__Text for analysis__
---

While resettling refugees is important, it is also critical to control access to the country and provide new arrivals with the services they need to succeed, which would be impossible with no oversight. We must have some semblance of a border— especially during a global pandemic. 

Of course, Republicans have also seized the opportunity to crow about the weakness of Biden’s administration, claiming that his policy failings have led to the situation currently unfolding at the southern border. This is gallingly insincere, as it ignores the fact that similar large migrant migrations have occurred since at least the 1970s, despite varying, and sometimes extremely harsh, practices and policies at the southern border.

The plain and simple truth is that many countries in our hemisphere offer appallingly little in the way of opportunity and safety for their average citizen, which inexorably leads to attempted migration to the United States no matter what the obstacles.

---

__Extracted entries__
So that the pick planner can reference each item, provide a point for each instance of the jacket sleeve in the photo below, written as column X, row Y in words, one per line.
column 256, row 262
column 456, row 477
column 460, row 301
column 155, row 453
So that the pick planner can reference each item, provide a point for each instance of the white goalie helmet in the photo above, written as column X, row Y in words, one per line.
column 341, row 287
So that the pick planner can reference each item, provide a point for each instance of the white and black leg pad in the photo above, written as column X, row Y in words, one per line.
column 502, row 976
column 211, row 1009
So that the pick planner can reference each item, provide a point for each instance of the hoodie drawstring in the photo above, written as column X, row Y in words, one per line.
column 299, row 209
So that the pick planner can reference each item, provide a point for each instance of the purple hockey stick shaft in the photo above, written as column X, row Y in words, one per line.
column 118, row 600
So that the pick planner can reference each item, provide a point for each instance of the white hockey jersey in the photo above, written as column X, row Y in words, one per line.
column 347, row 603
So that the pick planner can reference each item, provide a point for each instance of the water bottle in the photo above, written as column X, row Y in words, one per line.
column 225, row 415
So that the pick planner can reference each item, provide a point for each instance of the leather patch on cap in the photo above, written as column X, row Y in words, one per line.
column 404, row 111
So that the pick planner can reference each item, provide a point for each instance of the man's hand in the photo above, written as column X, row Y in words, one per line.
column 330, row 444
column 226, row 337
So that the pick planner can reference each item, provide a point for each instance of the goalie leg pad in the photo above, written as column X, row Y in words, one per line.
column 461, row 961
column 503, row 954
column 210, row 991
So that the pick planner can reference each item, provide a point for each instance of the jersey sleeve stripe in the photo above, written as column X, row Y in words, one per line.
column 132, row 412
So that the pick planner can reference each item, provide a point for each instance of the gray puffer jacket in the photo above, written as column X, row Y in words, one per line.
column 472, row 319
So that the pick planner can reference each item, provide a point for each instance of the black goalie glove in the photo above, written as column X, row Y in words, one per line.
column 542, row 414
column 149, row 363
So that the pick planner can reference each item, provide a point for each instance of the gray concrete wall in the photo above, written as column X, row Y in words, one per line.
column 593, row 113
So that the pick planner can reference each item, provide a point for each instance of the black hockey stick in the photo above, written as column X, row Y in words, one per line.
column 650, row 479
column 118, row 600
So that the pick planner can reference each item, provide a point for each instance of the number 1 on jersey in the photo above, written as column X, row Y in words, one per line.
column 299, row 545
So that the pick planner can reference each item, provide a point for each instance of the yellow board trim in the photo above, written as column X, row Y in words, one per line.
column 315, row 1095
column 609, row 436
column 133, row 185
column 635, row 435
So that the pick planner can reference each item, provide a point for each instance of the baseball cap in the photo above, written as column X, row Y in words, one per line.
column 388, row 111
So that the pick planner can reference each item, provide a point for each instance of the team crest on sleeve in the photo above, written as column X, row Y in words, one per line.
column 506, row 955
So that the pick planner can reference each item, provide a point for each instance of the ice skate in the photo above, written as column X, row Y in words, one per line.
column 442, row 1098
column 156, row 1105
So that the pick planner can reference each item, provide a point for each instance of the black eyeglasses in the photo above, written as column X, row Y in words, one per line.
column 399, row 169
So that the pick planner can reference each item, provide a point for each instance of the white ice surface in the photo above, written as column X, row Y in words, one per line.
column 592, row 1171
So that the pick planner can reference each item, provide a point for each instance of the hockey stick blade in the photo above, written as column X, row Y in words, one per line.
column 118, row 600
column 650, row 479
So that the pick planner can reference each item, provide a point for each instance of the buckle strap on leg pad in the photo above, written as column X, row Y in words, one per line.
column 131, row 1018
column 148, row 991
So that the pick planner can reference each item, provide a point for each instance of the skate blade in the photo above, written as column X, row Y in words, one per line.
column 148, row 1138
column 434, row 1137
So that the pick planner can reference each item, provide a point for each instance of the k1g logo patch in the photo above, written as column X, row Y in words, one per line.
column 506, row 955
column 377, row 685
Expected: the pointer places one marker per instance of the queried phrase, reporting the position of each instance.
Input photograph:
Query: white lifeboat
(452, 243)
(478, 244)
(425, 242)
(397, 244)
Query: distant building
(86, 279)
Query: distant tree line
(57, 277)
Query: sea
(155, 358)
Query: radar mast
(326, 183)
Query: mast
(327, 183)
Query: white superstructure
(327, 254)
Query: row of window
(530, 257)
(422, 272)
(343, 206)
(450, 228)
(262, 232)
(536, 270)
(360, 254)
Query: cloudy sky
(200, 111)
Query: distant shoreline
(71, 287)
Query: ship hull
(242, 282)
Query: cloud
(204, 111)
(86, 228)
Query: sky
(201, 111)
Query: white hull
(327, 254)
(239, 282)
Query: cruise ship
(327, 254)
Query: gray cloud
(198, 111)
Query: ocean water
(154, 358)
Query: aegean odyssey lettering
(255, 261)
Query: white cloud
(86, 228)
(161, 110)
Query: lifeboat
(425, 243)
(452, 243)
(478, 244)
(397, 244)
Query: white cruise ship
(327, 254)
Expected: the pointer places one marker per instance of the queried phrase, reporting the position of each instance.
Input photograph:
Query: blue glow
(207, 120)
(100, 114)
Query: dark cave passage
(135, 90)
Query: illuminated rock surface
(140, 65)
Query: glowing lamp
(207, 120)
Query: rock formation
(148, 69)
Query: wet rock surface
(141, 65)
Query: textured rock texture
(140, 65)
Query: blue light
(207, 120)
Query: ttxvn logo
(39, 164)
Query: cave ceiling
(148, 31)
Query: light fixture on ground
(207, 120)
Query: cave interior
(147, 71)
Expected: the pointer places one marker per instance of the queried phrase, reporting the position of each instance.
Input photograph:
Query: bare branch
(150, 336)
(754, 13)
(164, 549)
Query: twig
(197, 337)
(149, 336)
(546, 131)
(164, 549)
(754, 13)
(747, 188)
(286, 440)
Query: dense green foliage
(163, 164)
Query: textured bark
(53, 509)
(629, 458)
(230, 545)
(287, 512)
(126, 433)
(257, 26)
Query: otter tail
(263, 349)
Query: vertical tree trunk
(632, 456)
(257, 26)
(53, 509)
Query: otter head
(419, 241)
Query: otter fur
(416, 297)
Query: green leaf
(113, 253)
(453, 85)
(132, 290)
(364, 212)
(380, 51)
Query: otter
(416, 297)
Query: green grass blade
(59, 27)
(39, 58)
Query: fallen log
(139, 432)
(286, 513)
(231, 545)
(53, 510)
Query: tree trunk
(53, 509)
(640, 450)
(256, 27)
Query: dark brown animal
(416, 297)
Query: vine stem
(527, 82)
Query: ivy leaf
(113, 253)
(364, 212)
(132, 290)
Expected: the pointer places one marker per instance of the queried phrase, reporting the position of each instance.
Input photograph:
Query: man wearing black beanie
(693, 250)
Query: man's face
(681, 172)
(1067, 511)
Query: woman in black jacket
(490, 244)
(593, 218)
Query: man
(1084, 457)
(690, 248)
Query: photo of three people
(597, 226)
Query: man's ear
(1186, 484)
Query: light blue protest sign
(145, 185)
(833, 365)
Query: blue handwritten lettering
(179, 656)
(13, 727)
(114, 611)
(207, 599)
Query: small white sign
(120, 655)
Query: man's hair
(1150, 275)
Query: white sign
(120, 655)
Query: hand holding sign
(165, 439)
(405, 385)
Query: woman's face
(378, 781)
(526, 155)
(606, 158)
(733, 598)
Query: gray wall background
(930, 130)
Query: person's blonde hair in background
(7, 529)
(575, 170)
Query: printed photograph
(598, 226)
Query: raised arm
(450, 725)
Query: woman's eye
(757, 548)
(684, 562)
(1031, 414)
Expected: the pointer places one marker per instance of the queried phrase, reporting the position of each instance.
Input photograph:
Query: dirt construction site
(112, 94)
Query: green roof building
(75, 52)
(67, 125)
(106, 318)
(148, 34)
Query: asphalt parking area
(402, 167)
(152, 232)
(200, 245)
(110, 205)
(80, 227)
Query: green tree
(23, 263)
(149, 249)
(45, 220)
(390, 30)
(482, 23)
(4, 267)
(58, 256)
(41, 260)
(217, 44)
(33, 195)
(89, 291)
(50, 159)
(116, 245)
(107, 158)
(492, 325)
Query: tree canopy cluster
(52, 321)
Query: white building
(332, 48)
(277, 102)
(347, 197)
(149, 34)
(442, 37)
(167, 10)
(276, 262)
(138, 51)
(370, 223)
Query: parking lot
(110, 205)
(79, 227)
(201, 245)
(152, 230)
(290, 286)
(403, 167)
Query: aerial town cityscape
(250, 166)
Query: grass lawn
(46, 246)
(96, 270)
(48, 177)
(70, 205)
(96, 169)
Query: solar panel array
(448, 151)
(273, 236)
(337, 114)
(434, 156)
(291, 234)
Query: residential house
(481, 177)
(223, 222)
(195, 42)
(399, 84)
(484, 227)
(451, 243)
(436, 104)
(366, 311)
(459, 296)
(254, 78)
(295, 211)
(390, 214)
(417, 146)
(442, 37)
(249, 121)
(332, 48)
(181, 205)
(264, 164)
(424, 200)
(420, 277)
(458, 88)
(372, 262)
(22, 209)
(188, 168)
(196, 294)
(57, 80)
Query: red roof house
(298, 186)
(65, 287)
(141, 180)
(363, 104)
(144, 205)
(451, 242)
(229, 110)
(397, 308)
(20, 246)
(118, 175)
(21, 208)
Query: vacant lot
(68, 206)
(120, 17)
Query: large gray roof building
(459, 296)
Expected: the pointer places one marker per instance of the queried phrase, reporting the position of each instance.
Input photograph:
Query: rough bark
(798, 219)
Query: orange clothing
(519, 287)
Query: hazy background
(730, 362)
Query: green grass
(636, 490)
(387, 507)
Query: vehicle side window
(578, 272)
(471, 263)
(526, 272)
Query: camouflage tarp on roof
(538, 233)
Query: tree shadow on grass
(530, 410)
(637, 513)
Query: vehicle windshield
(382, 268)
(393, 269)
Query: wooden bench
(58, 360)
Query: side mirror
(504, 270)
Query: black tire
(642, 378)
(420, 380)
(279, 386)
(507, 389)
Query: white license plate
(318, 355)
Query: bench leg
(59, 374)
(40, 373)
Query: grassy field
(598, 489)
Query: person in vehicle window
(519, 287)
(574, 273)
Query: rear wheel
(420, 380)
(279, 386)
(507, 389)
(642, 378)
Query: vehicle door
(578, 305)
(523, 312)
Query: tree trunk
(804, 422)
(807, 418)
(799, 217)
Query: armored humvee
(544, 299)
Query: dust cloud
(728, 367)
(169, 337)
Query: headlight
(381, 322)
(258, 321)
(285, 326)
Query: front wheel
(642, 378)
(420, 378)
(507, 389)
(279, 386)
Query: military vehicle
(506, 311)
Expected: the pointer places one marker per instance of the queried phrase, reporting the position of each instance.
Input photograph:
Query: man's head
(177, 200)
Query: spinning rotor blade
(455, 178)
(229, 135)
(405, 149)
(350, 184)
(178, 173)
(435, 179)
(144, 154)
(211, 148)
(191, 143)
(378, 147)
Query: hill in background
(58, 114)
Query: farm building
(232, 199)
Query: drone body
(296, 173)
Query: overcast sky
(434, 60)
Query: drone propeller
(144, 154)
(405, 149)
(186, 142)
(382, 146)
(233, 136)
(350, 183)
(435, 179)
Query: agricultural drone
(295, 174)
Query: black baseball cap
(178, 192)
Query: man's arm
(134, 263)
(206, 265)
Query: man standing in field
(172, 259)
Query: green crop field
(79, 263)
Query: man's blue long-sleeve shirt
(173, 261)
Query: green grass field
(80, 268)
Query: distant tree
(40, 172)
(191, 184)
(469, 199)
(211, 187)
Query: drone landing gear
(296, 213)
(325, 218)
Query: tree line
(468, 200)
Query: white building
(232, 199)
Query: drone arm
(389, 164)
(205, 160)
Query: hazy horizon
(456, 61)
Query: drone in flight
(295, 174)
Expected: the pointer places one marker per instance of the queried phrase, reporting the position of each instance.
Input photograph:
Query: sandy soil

---

__Requirement__
According to the passage above on migration at the southern border, since at least what decade have similar large migrations occurred?

__Solution below__
Since at least the 1970s.